**Estratto:**
Sangue italiano, dita americane

di Massimo D'Angelo

Ogni essere umano è un mondo a parte. E ognuno ha un destino. Quello di Chuck Morrongiello (Brooklyn, NY, 19,05,1960) era, anzi, sono le sei corde. Italiano di terza generazione è originario di Sant’Angelo dei Lombardi, un paesino del sud Italia, tristemente famoso per essere stato praticamente raso al suolo dal terremoto che castigò l’Irpinia il pomeriggio del 23 novembre del 1980.  

A quell’epoca Chuck aveva 20 anni ed era già un chitarrista professionista, militando nei Strange Brew cinque sere a settimana. Fu così per 4 o 5 anni fino a che, dall’epicentro dell’anima fino alla punta delle sue dita, un altro tipo di terremoto rase tutto al suolo: in un’epoca di pazzi per l’heavy metal, lui aveva scelto il jazz elegante del gitano Django Reinhardt. Per questo motivo, nel Five Towns College di Long Island, la scuola di musica che frequentò, lo chiamavano ’Little Django’.

**Dati:**
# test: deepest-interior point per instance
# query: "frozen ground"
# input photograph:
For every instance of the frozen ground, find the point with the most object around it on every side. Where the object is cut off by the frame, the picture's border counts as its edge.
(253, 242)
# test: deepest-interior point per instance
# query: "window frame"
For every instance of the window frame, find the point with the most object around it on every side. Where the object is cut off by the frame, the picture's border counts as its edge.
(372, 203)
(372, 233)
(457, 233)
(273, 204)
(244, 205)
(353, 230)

==

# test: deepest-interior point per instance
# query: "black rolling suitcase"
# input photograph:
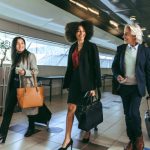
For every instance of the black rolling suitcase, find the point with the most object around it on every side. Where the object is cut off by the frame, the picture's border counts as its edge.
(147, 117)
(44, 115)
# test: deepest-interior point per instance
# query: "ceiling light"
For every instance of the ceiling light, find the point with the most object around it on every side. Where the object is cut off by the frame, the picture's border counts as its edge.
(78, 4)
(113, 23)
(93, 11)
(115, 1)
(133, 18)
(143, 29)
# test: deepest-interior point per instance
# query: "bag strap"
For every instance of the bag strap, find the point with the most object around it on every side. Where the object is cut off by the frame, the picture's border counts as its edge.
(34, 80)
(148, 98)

**Istruzioni del compito:** Riscrivi il brano su Chuck Morrongiello tra "Sangue italiano, dita" e "novembre del 1980.", estremi inclusi, sostituendo "paesino" con "borgo".

**Risposta al compito:**
Sangue italiano, dita americane

di Massimo D'Angelo

Ogni essere umano è un mondo a parte. E ognuno ha un destino. Quello di Chuck Morrongiello (Brooklyn, NY, 19,05,1960) era, anzi, sono le sei corde. Italiano di terza generazione è originario di Sant’Angelo dei Lombardi, un borgo del sud Italia, tristemente famoso per essere stato praticamente raso al suolo dal terremoto che castigò l’Irpinia il pomeriggio del 23 novembre del 1980.